What to work on => Reproduce every one of the following rows verbatim, leaving each character unchanged.

Material provided =>
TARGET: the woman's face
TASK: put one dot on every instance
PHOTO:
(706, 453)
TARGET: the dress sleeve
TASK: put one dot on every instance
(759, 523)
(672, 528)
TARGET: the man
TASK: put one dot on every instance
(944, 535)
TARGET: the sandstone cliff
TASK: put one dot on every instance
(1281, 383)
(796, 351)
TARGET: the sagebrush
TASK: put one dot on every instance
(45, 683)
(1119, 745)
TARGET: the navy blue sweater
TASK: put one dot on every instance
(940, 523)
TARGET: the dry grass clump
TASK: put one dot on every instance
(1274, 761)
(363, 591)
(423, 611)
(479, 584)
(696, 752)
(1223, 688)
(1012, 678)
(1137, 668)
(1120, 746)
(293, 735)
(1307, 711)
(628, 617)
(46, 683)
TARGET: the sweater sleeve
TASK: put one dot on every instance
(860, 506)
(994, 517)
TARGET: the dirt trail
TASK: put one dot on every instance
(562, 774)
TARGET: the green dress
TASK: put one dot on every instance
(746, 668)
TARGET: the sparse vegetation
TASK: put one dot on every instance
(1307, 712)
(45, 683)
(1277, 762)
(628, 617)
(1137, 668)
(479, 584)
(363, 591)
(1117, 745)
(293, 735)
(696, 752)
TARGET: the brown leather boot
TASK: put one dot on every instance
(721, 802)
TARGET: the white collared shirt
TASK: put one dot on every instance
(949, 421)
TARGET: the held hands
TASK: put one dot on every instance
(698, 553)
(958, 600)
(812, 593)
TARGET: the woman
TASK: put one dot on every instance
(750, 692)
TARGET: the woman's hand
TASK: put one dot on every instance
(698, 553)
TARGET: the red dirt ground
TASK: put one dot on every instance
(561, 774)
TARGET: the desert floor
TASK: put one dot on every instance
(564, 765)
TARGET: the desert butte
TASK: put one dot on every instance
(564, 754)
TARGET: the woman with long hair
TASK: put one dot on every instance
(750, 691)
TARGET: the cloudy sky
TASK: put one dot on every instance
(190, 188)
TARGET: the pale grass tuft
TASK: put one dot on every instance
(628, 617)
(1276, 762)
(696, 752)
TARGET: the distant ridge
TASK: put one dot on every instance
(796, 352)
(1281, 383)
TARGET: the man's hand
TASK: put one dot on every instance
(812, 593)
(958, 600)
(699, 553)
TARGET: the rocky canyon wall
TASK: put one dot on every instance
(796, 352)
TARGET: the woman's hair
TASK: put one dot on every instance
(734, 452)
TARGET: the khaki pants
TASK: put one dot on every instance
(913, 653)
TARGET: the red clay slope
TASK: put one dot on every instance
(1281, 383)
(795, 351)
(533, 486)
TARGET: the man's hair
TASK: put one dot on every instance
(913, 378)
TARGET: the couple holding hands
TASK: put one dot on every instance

Complete output =>
TARGET: the woman's face
TASK: put one dot on every instance
PHOTO:
(706, 453)
TARGET: the dress sleeve
TASK: put one dot on every instance
(759, 523)
(672, 528)
TARGET: the man
TASK: put one dot on every instance
(944, 535)
TARGET: the sandstone cliff
TASK: put one dot on every instance
(1281, 383)
(796, 351)
TARGET: the sagebrush
TASK: put one dot on every instance
(45, 683)
(1119, 745)
TARGET: the navy blue sweater
TASK: put one dot on every instance
(940, 523)
TARGET: the dry grass clump
TASK: put one dot on every instance
(1274, 761)
(363, 591)
(423, 611)
(479, 584)
(696, 752)
(1223, 688)
(1012, 678)
(1137, 668)
(1120, 746)
(293, 735)
(1307, 711)
(628, 617)
(46, 683)
TARGET: the sweater sleeve
TASK: put one dot on every instance
(860, 506)
(994, 517)
TARGET: the dirt trail
TASK: put one dot on every instance
(562, 774)
TARGET: the green dress
TASK: put one dot on every instance
(746, 668)
TARGET: the sparse vegetation
TASK: put one dot on every instance
(1307, 712)
(45, 683)
(1277, 762)
(628, 617)
(1137, 668)
(479, 584)
(363, 591)
(1117, 745)
(293, 735)
(696, 752)
TARGET: the brown leather boot
TASK: put one dot on every instance
(721, 802)
TARGET: the white collared shirt
TASK: put one dot on every instance
(949, 421)
TARGET: the held hands
TASK: put one dot on every instance
(698, 553)
(958, 600)
(812, 593)
TARGET: the woman
TASK: put one dot on every instance
(750, 692)
TARGET: the woman's hand
TASK: put one dot on every instance
(698, 553)
TARGET: the red dirt ground
TASK: put one dot on every instance
(561, 774)
TARGET: the desert floor
TASK: put one dot on every instance
(564, 765)
TARGET: the desert butte
TASK: put one dot on every instance
(564, 754)
TARGET: the woman with long hair
TASK: put one dot on every instance
(750, 691)
TARGET: the cloudy sky
TASK: put one dot on every instance
(190, 188)
TARGET: the pale grass tuft
TASK: put one dot on every instance
(628, 617)
(1276, 762)
(696, 752)
TARGET: the distant ridge
TASK: put one dot on every instance
(796, 352)
(1281, 383)
TARGET: the man's hand
TASK: put one dot on every instance
(812, 593)
(958, 600)
(699, 553)
TARGET: the rocky canyon wall
TASK: put one dot on every instance
(796, 352)
TARGET: the woman's hair
TASK: put one dot on every instance
(734, 452)
TARGET: the khaki pants
TASK: put one dot on every instance
(913, 653)
TARGET: the red clay slope
TASK: put one dot on every instance
(1281, 383)
(795, 351)
(533, 486)
TARGET: the man's hair
TASK: put one dot on every instance
(913, 378)
TARGET: the couple holding hands
TASK: put one dot on every instance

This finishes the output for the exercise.